>> Start GIVEN ENTRIES
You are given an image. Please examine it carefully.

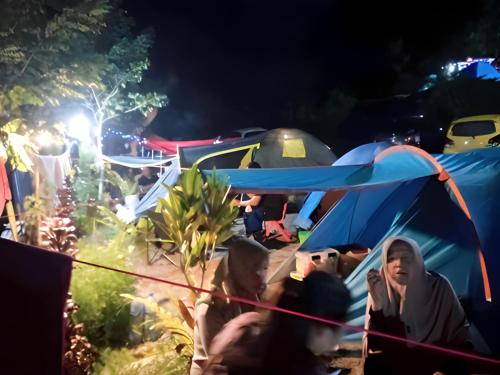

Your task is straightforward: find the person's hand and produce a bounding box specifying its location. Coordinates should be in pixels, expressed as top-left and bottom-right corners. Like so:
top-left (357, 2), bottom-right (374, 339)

top-left (366, 268), bottom-right (388, 311)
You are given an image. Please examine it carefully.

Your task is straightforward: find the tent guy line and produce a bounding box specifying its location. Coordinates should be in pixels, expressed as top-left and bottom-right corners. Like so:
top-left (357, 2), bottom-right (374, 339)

top-left (73, 259), bottom-right (500, 366)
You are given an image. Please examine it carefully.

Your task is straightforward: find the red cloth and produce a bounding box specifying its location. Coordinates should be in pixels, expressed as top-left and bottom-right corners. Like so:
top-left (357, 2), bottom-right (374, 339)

top-left (146, 135), bottom-right (215, 155)
top-left (0, 239), bottom-right (72, 375)
top-left (0, 163), bottom-right (12, 215)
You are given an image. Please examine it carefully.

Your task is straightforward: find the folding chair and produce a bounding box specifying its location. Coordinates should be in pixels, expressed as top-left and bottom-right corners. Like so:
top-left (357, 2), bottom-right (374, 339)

top-left (264, 203), bottom-right (293, 242)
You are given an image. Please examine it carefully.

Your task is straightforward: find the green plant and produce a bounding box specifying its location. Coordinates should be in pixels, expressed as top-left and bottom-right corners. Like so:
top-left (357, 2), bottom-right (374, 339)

top-left (155, 165), bottom-right (238, 294)
top-left (71, 233), bottom-right (135, 346)
top-left (94, 336), bottom-right (191, 375)
top-left (122, 294), bottom-right (194, 356)
top-left (40, 217), bottom-right (78, 257)
top-left (64, 293), bottom-right (97, 375)
top-left (105, 169), bottom-right (138, 197)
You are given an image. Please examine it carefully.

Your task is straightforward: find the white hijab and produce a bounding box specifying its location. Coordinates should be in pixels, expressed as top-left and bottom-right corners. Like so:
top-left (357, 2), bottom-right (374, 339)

top-left (365, 236), bottom-right (470, 347)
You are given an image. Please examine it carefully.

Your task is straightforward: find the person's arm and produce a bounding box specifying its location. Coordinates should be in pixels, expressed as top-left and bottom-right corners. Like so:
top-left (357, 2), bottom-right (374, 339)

top-left (190, 303), bottom-right (225, 375)
top-left (139, 184), bottom-right (154, 194)
top-left (238, 194), bottom-right (262, 207)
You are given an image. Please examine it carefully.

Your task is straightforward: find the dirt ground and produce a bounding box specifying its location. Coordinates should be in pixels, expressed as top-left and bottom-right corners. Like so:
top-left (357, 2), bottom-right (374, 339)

top-left (134, 226), bottom-right (363, 375)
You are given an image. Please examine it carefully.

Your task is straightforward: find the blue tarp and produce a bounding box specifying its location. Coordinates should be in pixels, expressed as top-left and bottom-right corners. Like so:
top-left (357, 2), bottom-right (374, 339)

top-left (460, 61), bottom-right (500, 81)
top-left (135, 159), bottom-right (180, 217)
top-left (294, 142), bottom-right (391, 229)
top-left (207, 152), bottom-right (436, 194)
top-left (206, 146), bottom-right (500, 353)
top-left (301, 148), bottom-right (500, 353)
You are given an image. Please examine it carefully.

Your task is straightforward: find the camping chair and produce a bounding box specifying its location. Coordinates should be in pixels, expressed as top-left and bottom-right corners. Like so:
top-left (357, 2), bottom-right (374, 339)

top-left (264, 202), bottom-right (293, 242)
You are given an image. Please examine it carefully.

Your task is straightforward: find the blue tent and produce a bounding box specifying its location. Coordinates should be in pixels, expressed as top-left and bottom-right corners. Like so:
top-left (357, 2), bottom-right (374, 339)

top-left (135, 159), bottom-right (180, 217)
top-left (460, 61), bottom-right (500, 81)
top-left (294, 142), bottom-right (391, 229)
top-left (210, 146), bottom-right (500, 353)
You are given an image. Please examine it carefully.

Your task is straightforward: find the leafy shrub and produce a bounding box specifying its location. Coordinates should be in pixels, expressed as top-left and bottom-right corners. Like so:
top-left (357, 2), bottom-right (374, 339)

top-left (94, 337), bottom-right (191, 375)
top-left (71, 233), bottom-right (135, 346)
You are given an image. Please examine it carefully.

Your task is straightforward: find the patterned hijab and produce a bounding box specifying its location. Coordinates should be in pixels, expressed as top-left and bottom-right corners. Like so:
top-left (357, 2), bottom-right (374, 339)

top-left (366, 236), bottom-right (470, 347)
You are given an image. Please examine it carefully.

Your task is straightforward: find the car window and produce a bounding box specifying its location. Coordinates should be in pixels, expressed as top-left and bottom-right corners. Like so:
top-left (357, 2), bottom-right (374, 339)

top-left (451, 121), bottom-right (496, 137)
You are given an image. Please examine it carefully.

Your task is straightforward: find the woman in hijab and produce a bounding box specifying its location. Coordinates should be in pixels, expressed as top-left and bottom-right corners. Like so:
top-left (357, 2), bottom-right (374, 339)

top-left (191, 238), bottom-right (269, 375)
top-left (363, 237), bottom-right (472, 374)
>> End GIVEN ENTRIES
> _CHALLENGE_: State how many lines of the records above contain the word "chair". Give only the number.

> _THE RESULT_: 2